Referring expression pointing data:
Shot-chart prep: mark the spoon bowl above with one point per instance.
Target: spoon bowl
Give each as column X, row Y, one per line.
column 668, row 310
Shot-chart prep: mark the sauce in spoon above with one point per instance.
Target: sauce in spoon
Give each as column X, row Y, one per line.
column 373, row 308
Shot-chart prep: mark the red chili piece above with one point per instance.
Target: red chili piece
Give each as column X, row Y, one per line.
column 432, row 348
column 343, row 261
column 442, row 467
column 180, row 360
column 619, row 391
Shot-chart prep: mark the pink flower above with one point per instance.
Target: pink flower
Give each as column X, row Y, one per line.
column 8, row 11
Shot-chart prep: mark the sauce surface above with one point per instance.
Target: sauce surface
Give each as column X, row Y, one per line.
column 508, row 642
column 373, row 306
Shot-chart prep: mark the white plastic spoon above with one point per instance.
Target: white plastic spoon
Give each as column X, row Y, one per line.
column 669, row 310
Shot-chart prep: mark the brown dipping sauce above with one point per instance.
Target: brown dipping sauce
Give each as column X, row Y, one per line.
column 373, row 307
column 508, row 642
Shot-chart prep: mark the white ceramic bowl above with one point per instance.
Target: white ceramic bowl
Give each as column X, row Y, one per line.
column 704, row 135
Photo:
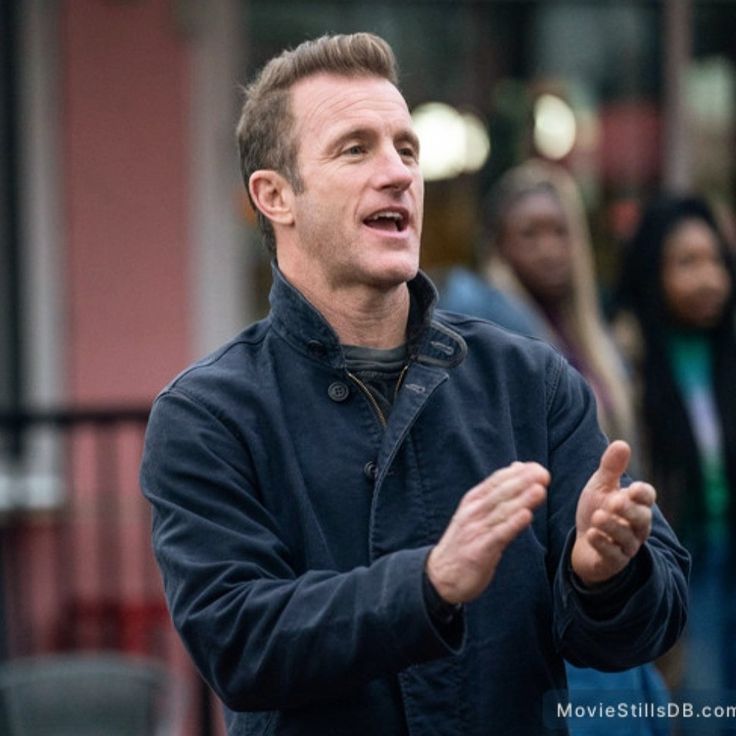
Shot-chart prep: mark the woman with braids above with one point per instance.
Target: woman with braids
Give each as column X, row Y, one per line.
column 677, row 283
column 537, row 278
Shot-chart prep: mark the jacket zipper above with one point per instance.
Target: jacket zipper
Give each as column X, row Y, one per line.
column 381, row 416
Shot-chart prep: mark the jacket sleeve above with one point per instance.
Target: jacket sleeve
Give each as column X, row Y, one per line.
column 624, row 624
column 262, row 635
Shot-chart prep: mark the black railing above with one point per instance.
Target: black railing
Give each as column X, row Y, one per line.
column 75, row 551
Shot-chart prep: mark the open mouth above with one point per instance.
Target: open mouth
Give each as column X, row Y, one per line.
column 387, row 221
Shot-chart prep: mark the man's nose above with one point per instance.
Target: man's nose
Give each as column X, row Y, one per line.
column 393, row 171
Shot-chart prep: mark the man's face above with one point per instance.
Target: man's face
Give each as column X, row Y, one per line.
column 358, row 219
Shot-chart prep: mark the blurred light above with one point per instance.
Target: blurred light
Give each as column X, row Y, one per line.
column 555, row 128
column 451, row 143
column 477, row 143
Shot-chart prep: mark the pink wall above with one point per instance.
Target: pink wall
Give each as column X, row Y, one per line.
column 125, row 110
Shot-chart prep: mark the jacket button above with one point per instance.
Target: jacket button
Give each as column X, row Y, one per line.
column 316, row 349
column 338, row 391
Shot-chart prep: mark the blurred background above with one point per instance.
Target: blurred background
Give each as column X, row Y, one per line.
column 127, row 247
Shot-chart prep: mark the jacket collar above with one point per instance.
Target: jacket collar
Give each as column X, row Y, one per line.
column 307, row 331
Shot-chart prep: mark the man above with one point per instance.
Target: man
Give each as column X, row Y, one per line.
column 372, row 518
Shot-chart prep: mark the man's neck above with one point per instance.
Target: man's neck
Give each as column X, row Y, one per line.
column 361, row 315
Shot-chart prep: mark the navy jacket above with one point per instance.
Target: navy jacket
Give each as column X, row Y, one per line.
column 292, row 528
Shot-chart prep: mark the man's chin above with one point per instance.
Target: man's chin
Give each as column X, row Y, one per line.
column 389, row 275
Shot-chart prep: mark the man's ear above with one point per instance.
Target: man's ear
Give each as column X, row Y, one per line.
column 272, row 195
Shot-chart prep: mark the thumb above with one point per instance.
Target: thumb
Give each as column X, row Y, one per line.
column 614, row 462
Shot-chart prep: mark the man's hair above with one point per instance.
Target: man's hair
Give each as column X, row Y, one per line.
column 265, row 131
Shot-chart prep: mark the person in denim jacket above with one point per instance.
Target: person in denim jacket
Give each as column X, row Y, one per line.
column 373, row 517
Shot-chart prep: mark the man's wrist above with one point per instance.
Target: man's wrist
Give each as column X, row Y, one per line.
column 441, row 611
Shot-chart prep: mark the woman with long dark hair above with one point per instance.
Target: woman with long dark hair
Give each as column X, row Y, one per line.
column 678, row 284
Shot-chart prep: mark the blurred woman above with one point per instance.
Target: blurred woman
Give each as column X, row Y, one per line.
column 537, row 254
column 678, row 285
column 537, row 263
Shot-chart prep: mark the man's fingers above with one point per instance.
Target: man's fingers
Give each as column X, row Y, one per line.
column 612, row 555
column 614, row 462
column 619, row 532
column 642, row 493
column 506, row 531
column 508, row 483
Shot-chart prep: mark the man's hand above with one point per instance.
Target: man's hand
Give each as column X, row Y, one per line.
column 487, row 519
column 611, row 523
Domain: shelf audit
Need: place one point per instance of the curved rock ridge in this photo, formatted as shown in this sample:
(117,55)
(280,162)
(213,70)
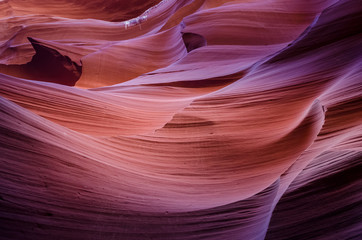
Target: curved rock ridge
(181,120)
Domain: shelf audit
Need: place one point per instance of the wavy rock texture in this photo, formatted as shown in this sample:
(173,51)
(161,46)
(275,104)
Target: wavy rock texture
(190,119)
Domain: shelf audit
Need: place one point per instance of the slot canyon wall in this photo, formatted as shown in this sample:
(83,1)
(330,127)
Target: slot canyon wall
(181,119)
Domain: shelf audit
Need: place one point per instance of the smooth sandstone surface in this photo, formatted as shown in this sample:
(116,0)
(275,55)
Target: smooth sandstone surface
(187,119)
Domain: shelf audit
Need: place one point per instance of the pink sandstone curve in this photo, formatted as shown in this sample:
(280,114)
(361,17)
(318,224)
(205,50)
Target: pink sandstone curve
(181,120)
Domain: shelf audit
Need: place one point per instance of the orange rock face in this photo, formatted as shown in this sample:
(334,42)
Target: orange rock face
(190,119)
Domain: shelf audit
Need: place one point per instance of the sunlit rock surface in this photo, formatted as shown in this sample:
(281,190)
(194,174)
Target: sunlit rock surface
(187,119)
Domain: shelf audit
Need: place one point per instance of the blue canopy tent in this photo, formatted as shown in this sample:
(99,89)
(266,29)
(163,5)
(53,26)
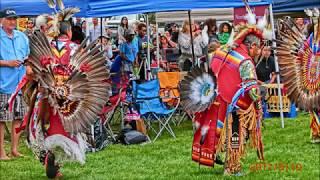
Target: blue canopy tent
(103,8)
(36,7)
(283,6)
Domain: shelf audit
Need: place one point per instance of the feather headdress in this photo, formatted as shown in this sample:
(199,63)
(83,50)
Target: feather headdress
(299,62)
(261,29)
(53,21)
(79,98)
(198,90)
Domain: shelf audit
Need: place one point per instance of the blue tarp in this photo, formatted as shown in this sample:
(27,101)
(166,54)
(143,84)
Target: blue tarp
(294,5)
(36,7)
(104,8)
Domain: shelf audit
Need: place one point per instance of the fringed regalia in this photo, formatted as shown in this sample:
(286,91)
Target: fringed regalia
(299,61)
(65,95)
(226,101)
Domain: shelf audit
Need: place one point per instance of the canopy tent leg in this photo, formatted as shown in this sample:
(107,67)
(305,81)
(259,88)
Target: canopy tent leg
(191,39)
(158,48)
(274,45)
(148,61)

> TASK DIRECTIONS: Could you find every line in the records above that contains the word "background" and copy it?

> THE ANSWER:
Shot-chart prep: mark the blurred background above with one point per instance.
Target: blurred background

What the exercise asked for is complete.